**Your tasks**
1. Answer these questions from the passage on transcription factors.
(a) In the less cluttered view, what color is TBP shown in?
(b) What does TFIIB form that holds the TBP in place?
(c) Which two organisms did the modENCODE project study?
2. From the passage on transcription factors, copy the text from "With some basic" to "a separate Vignette.".
3. Continue the passage on transcription factors from where it stops.

**Text section**

/---

The binding of TBP to the TATA region, however, is only the first step in the development of the preinitiation complex, which is actually a group of proteins that help position the RNA polymerase to the active site of transcription and kick off the process of transcription. To see one of the next steps, have a look at a student project on human TFIIB from the Biology Department at Kenyon College. What you see in the left pane is a 3D representation of the complex of the general transcription factor TFIIB, the DNA, and the TATA-binding proten (your browser will need to have Java enabled to see this diagram).

Click the gray box in the section of text labeled "Introduction." You will now see a less cluttered view consisting of the DNA helix at the center, the TBP in red, and TFIIB in blue. The proteins are depicted in ribbon diagrams, a common schematic way of depicting proteins, with the spiral ribbons and twisted arrows showing specific key features of the protein's detailed structure. Why are the details of a protein's structure important in understanding the transcription process?

Now scroll down in the text to the right to the section titled "Interactions of the Ternary Complex." Click the button that says "Reset Ternary Complex." Now select, in turn, the three gray buttons within this section of the text. Note that TBP is structurally and chemically favored to bind to the DNA's TATA region, and that it introduces a kink in the DNA molecule. TFIIB is structured ideally to fit with the the complex of the bent DNA and TBP, and forms a molecular "clamp" that holds the TBP in place. The result is a stable platform for RNA polymerase II to kick off the transcription process in the gene's active region. (In reality, formation of the preinitiation complex is even more complicated, with the action of several other transcription factors in addition to TBP and TFIIB.)

Intricate as the process might seem, the TATA box is only one of a number of different DNA elements that can constitute the business end of a gene's core promoter region. Some evidence has emerged, for example, that genes lacking the TATA box might be important in a wide range of basic "housekeeping" functions, while the TATA box is more prevalent in highly cell-type-specific or highly regulated, specific genes. Why do you think evolution might have developed different core promoter elements for different biological processes?

modENCODE Insights

With some basic knowledge of transcription factors under our belts, we can now turn to how the modENCODE project expanded our understanding of these gene regulation elements through studies of Drosophila and C. elegans. In what follows we'll look in particular at studies of the worm, with insights from the fly covered in a separate Vignette.

Journal Club

Students who want to dig deeper into the science that follows can refer to some of the scientific papers that came out of the modENCODE project. Important in the discussion below are the papers by Gerstein et al. (Science), Niu et al. (Genome Research), and MacArthur et al. (Genome Biology). You may want to open these links up in separate tabs in your browser for reference as you go through the material below.

\---

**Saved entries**
/---

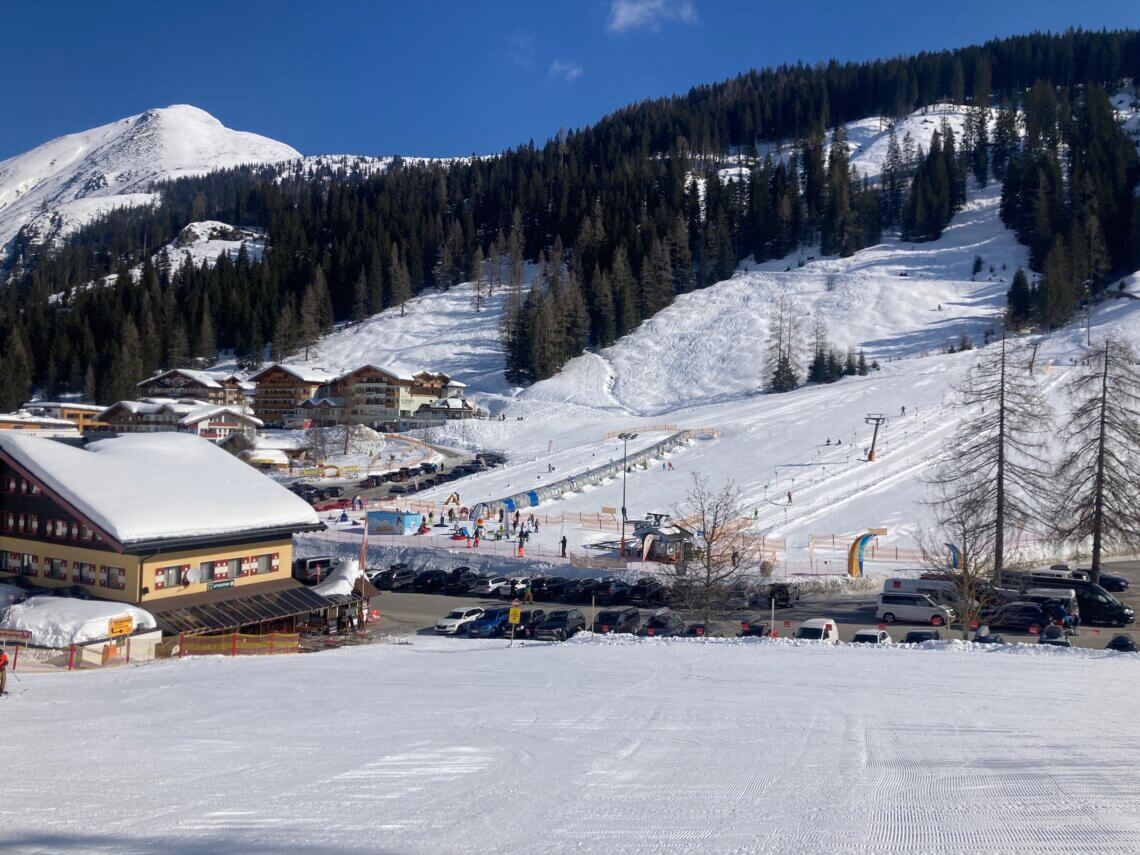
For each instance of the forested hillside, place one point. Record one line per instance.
(623, 217)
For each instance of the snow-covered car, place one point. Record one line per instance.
(456, 620)
(823, 629)
(871, 636)
(489, 586)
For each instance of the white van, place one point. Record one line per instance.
(942, 591)
(823, 629)
(912, 609)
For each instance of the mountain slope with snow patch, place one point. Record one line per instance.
(58, 186)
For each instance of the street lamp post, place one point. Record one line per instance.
(625, 469)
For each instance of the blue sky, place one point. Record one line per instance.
(439, 78)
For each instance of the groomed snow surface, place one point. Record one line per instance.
(629, 746)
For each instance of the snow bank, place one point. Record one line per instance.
(164, 486)
(57, 621)
(341, 580)
(619, 747)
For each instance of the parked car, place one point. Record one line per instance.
(459, 584)
(782, 594)
(754, 629)
(493, 624)
(920, 636)
(1025, 617)
(547, 587)
(530, 618)
(560, 625)
(1122, 643)
(489, 586)
(700, 629)
(430, 581)
(618, 620)
(912, 609)
(823, 629)
(662, 624)
(457, 620)
(613, 593)
(404, 578)
(648, 593)
(315, 569)
(1098, 607)
(1055, 636)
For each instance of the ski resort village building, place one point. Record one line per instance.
(196, 385)
(165, 521)
(210, 421)
(381, 397)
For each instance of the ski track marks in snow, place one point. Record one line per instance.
(652, 746)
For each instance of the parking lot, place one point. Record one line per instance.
(412, 613)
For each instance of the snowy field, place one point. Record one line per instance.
(627, 747)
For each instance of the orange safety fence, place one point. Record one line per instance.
(231, 644)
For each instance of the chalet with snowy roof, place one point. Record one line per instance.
(37, 425)
(282, 389)
(82, 415)
(195, 385)
(153, 415)
(167, 521)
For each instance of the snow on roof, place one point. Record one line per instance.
(304, 373)
(23, 417)
(57, 621)
(204, 379)
(64, 405)
(341, 581)
(160, 486)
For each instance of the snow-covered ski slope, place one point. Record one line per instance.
(625, 746)
(66, 181)
(699, 363)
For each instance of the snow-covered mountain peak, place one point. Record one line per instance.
(58, 186)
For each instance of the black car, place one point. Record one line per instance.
(754, 628)
(430, 581)
(1097, 605)
(783, 595)
(528, 620)
(700, 629)
(581, 591)
(547, 587)
(618, 620)
(613, 592)
(560, 625)
(459, 584)
(1026, 617)
(662, 624)
(649, 593)
(402, 579)
(918, 636)
(1122, 643)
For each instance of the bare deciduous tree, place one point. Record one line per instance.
(995, 459)
(961, 550)
(724, 552)
(1099, 474)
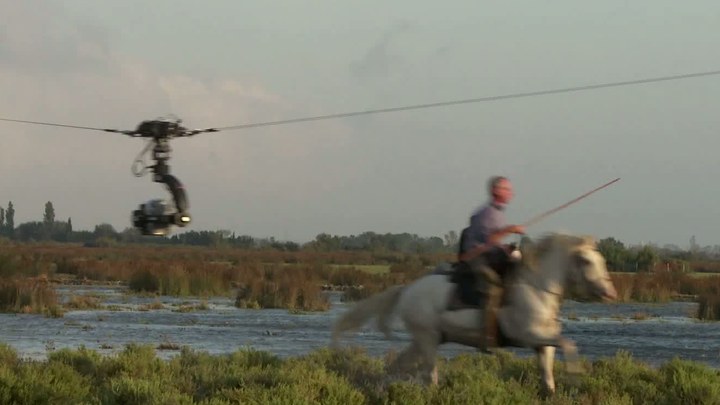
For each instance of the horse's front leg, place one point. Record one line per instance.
(546, 357)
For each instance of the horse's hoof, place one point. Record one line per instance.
(575, 368)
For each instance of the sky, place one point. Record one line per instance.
(224, 62)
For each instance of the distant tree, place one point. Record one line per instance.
(451, 240)
(10, 219)
(646, 258)
(105, 231)
(31, 231)
(49, 215)
(615, 253)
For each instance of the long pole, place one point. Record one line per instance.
(542, 216)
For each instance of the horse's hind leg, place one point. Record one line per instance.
(428, 345)
(406, 360)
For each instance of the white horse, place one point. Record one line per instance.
(528, 317)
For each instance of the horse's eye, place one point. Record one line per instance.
(581, 261)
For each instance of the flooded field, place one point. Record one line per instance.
(653, 333)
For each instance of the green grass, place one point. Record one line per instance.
(137, 376)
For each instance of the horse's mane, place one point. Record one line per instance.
(533, 252)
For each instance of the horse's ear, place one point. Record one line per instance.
(528, 250)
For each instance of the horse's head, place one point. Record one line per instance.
(586, 275)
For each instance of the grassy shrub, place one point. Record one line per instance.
(31, 295)
(336, 377)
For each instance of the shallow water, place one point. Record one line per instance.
(662, 332)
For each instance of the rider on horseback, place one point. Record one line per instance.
(481, 249)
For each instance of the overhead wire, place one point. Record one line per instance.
(415, 106)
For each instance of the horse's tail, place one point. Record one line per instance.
(380, 305)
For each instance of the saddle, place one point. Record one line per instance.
(466, 294)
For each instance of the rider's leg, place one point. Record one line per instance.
(488, 284)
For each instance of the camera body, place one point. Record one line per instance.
(156, 217)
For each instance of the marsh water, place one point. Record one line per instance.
(653, 333)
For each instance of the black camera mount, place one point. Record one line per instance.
(155, 217)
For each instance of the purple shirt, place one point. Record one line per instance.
(486, 220)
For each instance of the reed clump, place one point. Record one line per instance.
(709, 299)
(294, 287)
(29, 295)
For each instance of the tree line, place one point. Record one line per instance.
(619, 256)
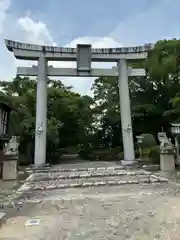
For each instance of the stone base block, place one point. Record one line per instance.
(2, 218)
(167, 163)
(129, 162)
(10, 170)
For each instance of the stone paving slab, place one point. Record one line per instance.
(136, 212)
(91, 172)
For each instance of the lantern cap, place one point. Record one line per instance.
(5, 106)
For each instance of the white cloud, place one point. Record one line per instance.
(38, 33)
(4, 5)
(35, 32)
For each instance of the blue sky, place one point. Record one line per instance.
(104, 23)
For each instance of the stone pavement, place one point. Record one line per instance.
(150, 211)
(133, 209)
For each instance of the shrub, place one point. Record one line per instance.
(148, 140)
(154, 154)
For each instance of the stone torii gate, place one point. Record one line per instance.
(84, 55)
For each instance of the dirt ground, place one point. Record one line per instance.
(149, 211)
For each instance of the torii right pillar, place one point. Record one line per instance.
(125, 109)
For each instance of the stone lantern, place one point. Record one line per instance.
(4, 119)
(175, 130)
(4, 122)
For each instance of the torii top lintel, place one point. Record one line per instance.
(32, 52)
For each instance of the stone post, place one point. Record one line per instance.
(41, 113)
(167, 163)
(125, 110)
(10, 164)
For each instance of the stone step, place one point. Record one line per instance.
(98, 173)
(90, 182)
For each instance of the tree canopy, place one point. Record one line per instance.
(74, 119)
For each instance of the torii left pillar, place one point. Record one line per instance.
(41, 112)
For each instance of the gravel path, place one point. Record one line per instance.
(149, 211)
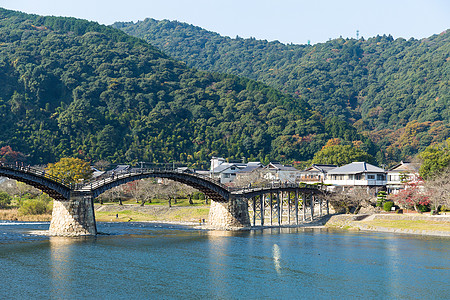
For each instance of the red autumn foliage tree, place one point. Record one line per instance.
(412, 195)
(8, 155)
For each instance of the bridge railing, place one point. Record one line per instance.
(274, 185)
(113, 176)
(37, 172)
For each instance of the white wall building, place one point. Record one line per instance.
(357, 174)
(279, 173)
(400, 174)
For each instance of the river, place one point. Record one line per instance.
(157, 261)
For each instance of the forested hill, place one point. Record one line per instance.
(71, 87)
(396, 90)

\---

**Activity answers**
1.
(a) Red
(b) A molecular "clamp"
(c) Drosophila and C. elegans

2.
With some basic knowledge of transcription factors under our belts, we can now turn to how the modENCODE project expanded our understanding of these gene regulation elements through studies of Drosophila and C. elegans. In what follows we'll look in particular at studies of the worm, with insights from the fly covered in a separate Vignette.

3.
The Raw Material: Desperately Seq-ing Binding Sites

ChIP-Seq: A method to accurately identify where TFs are bound in the genome
Image source: Chris Taplin/Wikipedia

A first step for modENCODE was to find out where 23 specific transcription factors in C. elegans actually bind on the DNA. This is harder than it sounds, not only because even the lowly worm has more than 20,000 genes in its genome, but also because scientists can't easily predict where TFs are bound based on sequence alone. For example, not every possible DNA site that can be bound is bound -- and some DNA sites that are bound under specific conditions don't look like they would be a place where a TF would likely bind.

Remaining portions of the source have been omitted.